> [DIRECTIONS FOR THIS TASK]:
Could you quote, exactly as they stand, the lines running from the one with "Indicate the flag on" to the final line of the material?

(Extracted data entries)
= = = =

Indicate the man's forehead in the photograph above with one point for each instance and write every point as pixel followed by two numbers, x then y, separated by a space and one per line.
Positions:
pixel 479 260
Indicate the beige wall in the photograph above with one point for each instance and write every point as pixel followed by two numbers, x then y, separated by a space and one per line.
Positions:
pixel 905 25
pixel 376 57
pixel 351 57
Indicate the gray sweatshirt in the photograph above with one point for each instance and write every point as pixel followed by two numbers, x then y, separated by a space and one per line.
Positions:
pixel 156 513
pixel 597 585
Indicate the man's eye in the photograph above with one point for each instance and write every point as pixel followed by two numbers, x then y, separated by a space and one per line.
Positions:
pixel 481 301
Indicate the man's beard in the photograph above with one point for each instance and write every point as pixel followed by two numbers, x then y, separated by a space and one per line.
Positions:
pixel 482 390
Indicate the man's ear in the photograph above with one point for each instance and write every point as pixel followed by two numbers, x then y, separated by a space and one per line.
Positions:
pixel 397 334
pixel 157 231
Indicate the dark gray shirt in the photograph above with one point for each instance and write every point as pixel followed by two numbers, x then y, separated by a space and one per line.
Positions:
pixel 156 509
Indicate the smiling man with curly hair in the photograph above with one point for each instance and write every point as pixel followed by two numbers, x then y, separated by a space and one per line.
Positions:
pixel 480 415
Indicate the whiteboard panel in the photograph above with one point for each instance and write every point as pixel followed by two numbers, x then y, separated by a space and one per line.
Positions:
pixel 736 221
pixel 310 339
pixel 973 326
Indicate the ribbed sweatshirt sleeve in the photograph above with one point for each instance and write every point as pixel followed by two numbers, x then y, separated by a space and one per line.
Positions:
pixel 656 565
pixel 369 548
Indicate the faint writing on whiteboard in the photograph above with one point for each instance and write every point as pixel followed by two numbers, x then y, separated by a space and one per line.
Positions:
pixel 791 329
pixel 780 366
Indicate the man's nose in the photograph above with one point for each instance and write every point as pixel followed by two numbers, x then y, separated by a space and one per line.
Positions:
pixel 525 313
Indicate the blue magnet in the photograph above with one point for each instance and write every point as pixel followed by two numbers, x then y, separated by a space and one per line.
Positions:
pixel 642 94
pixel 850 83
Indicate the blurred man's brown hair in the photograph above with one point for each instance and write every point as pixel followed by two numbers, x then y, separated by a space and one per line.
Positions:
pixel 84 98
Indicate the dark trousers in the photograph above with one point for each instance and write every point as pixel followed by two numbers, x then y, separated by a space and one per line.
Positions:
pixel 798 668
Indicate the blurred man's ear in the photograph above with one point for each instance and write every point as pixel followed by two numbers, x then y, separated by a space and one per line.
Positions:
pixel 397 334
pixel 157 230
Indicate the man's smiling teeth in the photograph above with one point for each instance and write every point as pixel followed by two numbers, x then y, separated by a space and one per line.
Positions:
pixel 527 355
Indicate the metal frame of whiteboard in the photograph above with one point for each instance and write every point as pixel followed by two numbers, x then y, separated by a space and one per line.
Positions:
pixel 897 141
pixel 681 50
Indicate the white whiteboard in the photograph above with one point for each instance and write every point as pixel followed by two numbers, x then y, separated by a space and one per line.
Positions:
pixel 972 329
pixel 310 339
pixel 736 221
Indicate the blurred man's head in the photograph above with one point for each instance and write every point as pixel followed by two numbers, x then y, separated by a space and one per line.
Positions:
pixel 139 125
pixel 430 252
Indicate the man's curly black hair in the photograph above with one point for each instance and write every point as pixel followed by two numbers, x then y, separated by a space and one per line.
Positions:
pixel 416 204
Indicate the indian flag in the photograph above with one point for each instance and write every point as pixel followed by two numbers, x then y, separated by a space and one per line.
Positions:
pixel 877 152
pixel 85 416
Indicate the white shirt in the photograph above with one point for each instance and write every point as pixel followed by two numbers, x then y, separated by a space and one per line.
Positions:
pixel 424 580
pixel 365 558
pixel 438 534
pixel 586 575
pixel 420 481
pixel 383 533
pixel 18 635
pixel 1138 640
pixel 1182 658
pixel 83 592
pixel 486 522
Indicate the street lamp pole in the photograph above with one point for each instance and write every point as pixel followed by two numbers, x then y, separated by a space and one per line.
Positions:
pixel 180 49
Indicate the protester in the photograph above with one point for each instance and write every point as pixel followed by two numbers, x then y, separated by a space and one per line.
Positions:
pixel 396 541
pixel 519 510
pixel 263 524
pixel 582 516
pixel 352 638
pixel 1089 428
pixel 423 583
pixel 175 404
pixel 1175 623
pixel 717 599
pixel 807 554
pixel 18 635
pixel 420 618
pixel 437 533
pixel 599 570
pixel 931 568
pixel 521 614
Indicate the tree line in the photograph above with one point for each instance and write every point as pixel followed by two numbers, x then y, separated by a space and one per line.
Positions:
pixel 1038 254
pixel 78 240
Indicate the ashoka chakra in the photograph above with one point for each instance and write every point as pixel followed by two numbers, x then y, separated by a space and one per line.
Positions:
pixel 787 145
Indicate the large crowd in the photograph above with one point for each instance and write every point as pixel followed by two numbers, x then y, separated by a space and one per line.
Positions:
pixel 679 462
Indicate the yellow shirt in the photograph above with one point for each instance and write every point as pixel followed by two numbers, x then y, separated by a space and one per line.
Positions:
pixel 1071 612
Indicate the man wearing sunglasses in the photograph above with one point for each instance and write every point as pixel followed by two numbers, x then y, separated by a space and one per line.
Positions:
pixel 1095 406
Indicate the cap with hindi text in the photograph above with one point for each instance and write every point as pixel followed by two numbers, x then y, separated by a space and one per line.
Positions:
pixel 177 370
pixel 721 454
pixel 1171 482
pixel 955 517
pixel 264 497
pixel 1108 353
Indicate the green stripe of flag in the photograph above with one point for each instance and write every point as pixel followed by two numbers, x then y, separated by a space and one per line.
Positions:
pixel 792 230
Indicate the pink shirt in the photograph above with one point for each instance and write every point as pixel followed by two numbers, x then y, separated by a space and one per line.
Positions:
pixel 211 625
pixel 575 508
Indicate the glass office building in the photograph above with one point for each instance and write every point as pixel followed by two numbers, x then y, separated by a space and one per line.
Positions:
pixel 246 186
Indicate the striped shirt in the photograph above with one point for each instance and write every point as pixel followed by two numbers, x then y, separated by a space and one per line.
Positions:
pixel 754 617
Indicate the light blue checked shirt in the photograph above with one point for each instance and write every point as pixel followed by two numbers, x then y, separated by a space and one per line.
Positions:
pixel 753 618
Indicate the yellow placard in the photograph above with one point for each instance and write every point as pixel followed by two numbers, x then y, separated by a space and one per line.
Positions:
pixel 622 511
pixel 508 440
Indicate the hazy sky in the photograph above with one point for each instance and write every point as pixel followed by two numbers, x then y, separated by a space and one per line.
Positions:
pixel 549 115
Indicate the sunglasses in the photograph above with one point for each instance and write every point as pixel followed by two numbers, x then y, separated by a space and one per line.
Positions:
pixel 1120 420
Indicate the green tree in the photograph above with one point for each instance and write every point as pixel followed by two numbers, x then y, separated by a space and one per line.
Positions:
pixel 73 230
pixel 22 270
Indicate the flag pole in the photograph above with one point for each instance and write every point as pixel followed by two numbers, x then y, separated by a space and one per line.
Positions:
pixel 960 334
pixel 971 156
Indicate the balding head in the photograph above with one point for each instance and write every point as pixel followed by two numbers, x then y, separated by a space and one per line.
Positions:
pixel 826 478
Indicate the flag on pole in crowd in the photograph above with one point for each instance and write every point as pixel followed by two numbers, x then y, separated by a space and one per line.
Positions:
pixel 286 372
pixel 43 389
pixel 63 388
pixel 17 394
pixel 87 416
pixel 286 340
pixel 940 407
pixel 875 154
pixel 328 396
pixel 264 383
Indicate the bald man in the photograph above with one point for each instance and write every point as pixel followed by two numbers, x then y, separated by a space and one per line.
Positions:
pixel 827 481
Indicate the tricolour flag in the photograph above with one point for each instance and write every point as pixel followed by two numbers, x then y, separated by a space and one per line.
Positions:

= = = =

> [EXERCISE ANSWER]:
Indicate the flag on pole in crowd in the photograph above with one point for each instance and write every point as pixel followed by two numbers, x then y, separated by a space and one per line.
Positions:
pixel 286 372
pixel 43 389
pixel 63 388
pixel 17 394
pixel 87 416
pixel 286 340
pixel 940 407
pixel 875 154
pixel 328 396
pixel 264 383
Indicate the bald man in the photograph above with one point for each instance and write every point as pixel followed by two numbers, x then y, separated by a space and one per line.
Positions:
pixel 827 481
Indicate the tricolour flag in the photograph above with one point for each instance and write every point as pixel followed by two numbers, x then y, separated by a space and one per line.
Positions:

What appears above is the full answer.